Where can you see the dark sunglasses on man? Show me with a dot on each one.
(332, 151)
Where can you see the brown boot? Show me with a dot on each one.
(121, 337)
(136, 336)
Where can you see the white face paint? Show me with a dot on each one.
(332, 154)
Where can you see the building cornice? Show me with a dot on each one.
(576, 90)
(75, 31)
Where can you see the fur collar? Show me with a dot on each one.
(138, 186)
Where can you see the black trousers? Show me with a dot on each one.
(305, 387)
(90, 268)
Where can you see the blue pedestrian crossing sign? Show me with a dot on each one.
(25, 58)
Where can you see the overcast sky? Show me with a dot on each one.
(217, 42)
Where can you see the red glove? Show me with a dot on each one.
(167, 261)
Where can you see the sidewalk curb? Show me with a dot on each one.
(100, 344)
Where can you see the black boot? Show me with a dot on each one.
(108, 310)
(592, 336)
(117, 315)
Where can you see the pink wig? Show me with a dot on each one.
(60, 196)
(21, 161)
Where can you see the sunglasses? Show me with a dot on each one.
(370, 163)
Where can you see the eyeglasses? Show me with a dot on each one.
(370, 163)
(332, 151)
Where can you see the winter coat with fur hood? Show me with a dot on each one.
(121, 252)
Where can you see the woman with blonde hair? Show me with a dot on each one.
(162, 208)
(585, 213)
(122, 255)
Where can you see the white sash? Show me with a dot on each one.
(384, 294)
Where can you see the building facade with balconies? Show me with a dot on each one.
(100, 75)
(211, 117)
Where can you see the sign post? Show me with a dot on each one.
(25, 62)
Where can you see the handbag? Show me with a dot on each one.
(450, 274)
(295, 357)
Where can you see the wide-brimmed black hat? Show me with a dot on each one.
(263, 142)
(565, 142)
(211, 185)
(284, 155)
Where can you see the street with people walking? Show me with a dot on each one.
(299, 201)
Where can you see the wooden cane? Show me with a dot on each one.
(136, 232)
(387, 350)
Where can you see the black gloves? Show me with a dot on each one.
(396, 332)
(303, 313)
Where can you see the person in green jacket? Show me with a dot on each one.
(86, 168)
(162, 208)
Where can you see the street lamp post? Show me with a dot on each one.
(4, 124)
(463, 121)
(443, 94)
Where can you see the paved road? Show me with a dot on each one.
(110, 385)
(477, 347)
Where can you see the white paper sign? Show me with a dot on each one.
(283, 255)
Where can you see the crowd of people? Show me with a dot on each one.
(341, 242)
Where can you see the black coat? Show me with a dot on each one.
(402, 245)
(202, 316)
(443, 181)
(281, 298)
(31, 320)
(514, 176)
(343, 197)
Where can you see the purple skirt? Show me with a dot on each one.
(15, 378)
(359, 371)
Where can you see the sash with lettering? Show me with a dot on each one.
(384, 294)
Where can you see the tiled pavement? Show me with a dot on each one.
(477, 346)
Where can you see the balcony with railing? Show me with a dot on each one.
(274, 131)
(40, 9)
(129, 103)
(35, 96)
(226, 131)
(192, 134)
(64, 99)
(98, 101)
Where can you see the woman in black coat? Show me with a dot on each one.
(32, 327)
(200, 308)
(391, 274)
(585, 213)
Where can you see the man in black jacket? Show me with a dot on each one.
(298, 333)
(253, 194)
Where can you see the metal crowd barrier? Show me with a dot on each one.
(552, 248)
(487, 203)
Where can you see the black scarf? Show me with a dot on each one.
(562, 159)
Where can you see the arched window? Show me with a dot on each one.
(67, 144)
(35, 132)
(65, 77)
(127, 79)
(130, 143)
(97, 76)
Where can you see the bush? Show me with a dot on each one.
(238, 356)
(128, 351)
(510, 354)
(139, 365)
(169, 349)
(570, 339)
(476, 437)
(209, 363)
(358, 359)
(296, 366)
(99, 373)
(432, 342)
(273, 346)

Your instructions » Turn the records above into a Markdown table with two columns, "Row" for a running row number and "Line" for the line itself. Skip blank lines.

Answer »
| Row | Line |
|---|---|
| 1 | Where can you see the dark sunglasses on man? Show me with a dot on each one. |
| 2 | (332, 151) |
| 3 | Where can you see the brown boot? Show me with a dot on each one. |
| 4 | (121, 337) |
| 5 | (136, 336) |
| 6 | Where can you see the white face paint? Show me with a dot on each one. |
| 7 | (332, 154) |
| 8 | Where can you see the building cornice? Show me with a dot on each one. |
| 9 | (576, 90) |
| 10 | (75, 31) |
| 11 | Where can you see the fur collar? Show me with a dot on each one. |
| 12 | (138, 186) |
| 13 | Where can you see the black trousers? Show me with a dot on each one. |
| 14 | (305, 387) |
| 15 | (90, 268) |
| 16 | Where can you see the blue pedestrian crossing sign? Show me with a dot on each one. |
| 17 | (25, 58) |
| 18 | Where can you see the overcast sky? Show me with a dot on each one. |
| 19 | (217, 42) |
| 20 | Where can you see the red glove? Show me with a dot on each one. |
| 21 | (167, 261) |
| 22 | Where can you see the sidewalk curb? Show me with a dot on each one. |
| 23 | (100, 344) |
| 24 | Where can you see the black boot? Show me with a dot on each one. |
| 25 | (108, 310) |
| 26 | (592, 336) |
| 27 | (117, 315) |
| 28 | Where can you see the pink wig? Show me with a dot on each one. |
| 29 | (60, 196) |
| 30 | (21, 161) |
| 31 | Where can you see the sunglasses? Show me with a dot on each one. |
| 32 | (370, 163) |
| 33 | Where can you see the eyeglasses? Show me with a dot on each one. |
| 34 | (370, 163) |
| 35 | (332, 151) |
| 36 | Where can you see the winter coat with fur hood? Show me with a dot on each one. |
| 37 | (121, 252) |
| 38 | Where can you see the woman with blonde hair? Show me with a dot on each one. |
| 39 | (162, 208) |
| 40 | (585, 213) |
| 41 | (122, 255) |
| 42 | Where can you see the white sash? Show me with a dot on each one. |
| 43 | (384, 294) |
| 44 | Where can you see the building facade with balconies? Show me with a dot on each one. |
| 45 | (100, 75) |
| 46 | (211, 117) |
| 47 | Where can you see the sign post? Show me with a dot on each one. |
| 48 | (25, 62) |
| 49 | Where can you see the handbag? Show me with a dot on each one. |
| 50 | (450, 274) |
| 51 | (295, 357) |
| 52 | Where can you see the wide-brimmed black hat? Show me with a dot on each one. |
| 53 | (263, 142) |
| 54 | (565, 142) |
| 55 | (211, 185) |
| 56 | (284, 155) |
| 57 | Where can you see the street with people walking? Show me with a dot on each one. |
| 58 | (299, 201) |
| 59 | Where can you see the wooden cane? Show me with a dot on each one. |
| 60 | (136, 232) |
| 61 | (387, 350) |
| 62 | Where can you see the black gloves? Show me with a dot on each one. |
| 63 | (396, 332) |
| 64 | (303, 313) |
| 65 | Where can you see the person in green jacket? Show me with a dot on each one. |
| 66 | (86, 168) |
| 67 | (162, 208) |
| 68 | Where can you see the street lamp post? Show me with a dot on each one. |
| 69 | (4, 124) |
| 70 | (463, 121) |
| 71 | (443, 94) |
| 72 | Where can you see the paved road? Show me with a dot on each one. |
| 73 | (110, 385) |
| 74 | (477, 347) |
| 75 | Where can you see the white paper sign? Show me with a dot on each one. |
| 76 | (283, 255) |
| 77 | Where can you see the crowd of people? Show me with a dot on each one. |
| 78 | (341, 242) |
| 79 | Where can you see the black coat? Show me with a dot on each one. |
| 80 | (402, 245) |
| 81 | (202, 316) |
| 82 | (443, 181) |
| 83 | (281, 298) |
| 84 | (31, 320) |
| 85 | (514, 176) |
| 86 | (343, 197) |
| 87 | Where can you see the purple skirt? Show me with a dot on each one. |
| 88 | (15, 378) |
| 89 | (359, 371) |
| 90 | Where can you see the sash with lettering? Show me with a dot on each one. |
| 91 | (384, 294) |
| 92 | Where can you see the tiled pavement? Show me with a dot on each one. |
| 93 | (477, 346) |
| 94 | Where can you see the balcony with railing? Show me with a dot on each one. |
| 95 | (274, 131) |
| 96 | (40, 9) |
| 97 | (129, 103) |
| 98 | (35, 96) |
| 99 | (226, 131) |
| 100 | (192, 134) |
| 101 | (64, 99) |
| 102 | (98, 101) |
| 103 | Where can you see the woman in black coat? Show me with a dot on each one. |
| 104 | (32, 327) |
| 105 | (200, 308) |
| 106 | (391, 274) |
| 107 | (585, 213) |
| 108 | Where can you see the man in black jacket? Show me with a dot on each one. |
| 109 | (298, 333) |
| 110 | (253, 194) |
| 111 | Where can you see the metal crowd barrier? Show me with a dot on each one. |
| 112 | (552, 248) |
| 113 | (487, 203) |
| 114 | Where can you see the black scarf? Show me with a dot on each one. |
| 115 | (562, 159) |
| 116 | Where can you see the arched window? Show me with a dot on each one. |
| 117 | (67, 144) |
| 118 | (35, 132) |
| 119 | (65, 77) |
| 120 | (127, 79) |
| 121 | (130, 143) |
| 122 | (97, 76) |
| 123 | Where can you see the bush? Show me with a dot on each one. |
| 124 | (238, 356) |
| 125 | (128, 351) |
| 126 | (510, 354) |
| 127 | (139, 365) |
| 128 | (169, 349) |
| 129 | (570, 339) |
| 130 | (476, 437) |
| 131 | (209, 363) |
| 132 | (358, 359) |
| 133 | (296, 366) |
| 134 | (99, 373) |
| 135 | (432, 342) |
| 136 | (273, 346) |